PASSAGE Start Marker
Indianapolis Mayor Greg Ballard says even if a bill to clarify the law is adopted soon, substantial time and money would have to be spent to convince stakeholders that our state and city is welcoming. If that doesn't happen, things could continue to get worse.

As the city prepares to host the men's Final Four basketball games, fans are already in town. Hoosiers are noticing and welcoming them.

"We're on a walk today, we like to see all of the tourists out here and just to see what's going on downtown and stuff. So, for sure we want people to be here," said Brittany Staley.

Staley and her friend Emily Radecki hope people do keep coming here because there's a very real fear that they won't. The Religious Freedom Restoration Act has scared a lot of people. They fear it's opening the door for discrimination. Repeatedly, Governor Mike Pence, who signed the bill last Thursday, says it won't. Radecki says folks shouldn't be scared.

"We have this publicity all of a sudden and it's kinda bad," Radecki said. "It's just kind of embarrassing to be grouped in one group. We're all different, we have different beliefs."

Mayor Ballard is especially concerned about the potential worsening affects the law would have on Indiana's prized sporting and hospitality industries if, he says, state lawmakers does not take action.

"We have 70,000 people, you can expect to see a lot of that go away, lot of those jobs go away. Probably see some restaurants close, probably see some hotels struggling," Ballard said.

Mark Miles, who was the leader in the efforts to bring the Pan Am Games to Indianapolis in 1987 as well the Super Bowl in 2012 is especially concerned. He talked with House Speaker Brian Bosma this week.

"Essentially what he already knew. I think he's had his finger on the pulse since I first saw him...that this has to be repaired. This is serious," Miles said.
PASSAGE End Marker
SUPPLIED RECORDS Start Marker
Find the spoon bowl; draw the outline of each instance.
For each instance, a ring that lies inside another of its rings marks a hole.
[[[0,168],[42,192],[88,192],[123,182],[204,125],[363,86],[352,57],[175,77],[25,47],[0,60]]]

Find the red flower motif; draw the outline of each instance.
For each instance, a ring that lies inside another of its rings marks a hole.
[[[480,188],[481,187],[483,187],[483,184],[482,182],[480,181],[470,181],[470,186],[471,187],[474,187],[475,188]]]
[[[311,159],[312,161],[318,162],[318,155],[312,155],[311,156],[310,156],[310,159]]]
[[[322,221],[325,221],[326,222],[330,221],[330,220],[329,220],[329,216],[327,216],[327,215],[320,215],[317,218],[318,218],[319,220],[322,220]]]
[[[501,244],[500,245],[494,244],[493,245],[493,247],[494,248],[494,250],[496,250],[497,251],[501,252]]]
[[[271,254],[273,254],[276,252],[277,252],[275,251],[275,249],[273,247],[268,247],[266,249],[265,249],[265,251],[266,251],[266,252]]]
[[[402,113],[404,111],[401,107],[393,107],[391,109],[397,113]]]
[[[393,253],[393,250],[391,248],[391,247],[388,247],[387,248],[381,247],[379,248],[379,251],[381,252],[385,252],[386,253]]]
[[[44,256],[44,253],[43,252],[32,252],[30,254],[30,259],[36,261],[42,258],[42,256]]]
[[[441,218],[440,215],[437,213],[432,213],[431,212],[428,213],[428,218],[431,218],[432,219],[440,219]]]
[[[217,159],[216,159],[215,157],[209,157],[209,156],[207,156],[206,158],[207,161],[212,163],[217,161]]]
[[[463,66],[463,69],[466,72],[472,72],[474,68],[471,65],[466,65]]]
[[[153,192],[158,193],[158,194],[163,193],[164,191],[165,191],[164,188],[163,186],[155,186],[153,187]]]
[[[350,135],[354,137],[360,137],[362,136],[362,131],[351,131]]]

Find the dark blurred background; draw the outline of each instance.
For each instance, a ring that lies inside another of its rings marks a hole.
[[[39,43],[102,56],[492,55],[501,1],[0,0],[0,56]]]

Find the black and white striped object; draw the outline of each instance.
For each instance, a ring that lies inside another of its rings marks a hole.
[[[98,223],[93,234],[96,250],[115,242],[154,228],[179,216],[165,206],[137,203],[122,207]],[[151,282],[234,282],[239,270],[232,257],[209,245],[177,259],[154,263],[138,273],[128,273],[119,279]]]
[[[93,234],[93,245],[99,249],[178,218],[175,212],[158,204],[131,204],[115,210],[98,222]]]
SUPPLIED RECORDS End Marker
= LIST OF TASKS =
[A] In the article about Indianapolis and the religious freedom law, write out the part from "As the city" up to and including "shouldn't be scared.", substituting "visitors" for "tourists".
[B] Decide whether each statement agrees with the article about Indianapolis and the religious freedom law. Answer yes or no for each, and quote the words of the article that decide it.
(i) Governor Mike Pence signed the bill last Thursday.
(ii) Mark Miles led the effort to bring the Super Bowl to Indianapolis in 2010.
(iii) Brittany Staley and Emily Radecki are friends.

= ANSWERS IN ORDER =
[A]
As the city prepares to host the men's Final Four basketball games, fans are already in town. Hoosiers are noticing and welcoming them.

"We're on a walk today, we like to see all of the visitors out here and just to see what's going on downtown and stuff. So, for sure we want people to be here," said Brittany Staley.

Staley and her friend Emily Radecki hope people do keep coming here because there's a very real fear that they won't. The Religious Freedom Restoration Act has scared a lot of people. They fear it's opening the door for discrimination. Repeatedly, Governor Mike Pence, who signed the bill last Thursday, says it won't. Radecki says folks shouldn't be scared.

[B]
(i) Yes: "Governor Mike Pence, who signed the bill last Thursday"
(ii) No: "the Super Bowl in 2012"
(iii) Yes: "Staley and her friend Emily Radecki"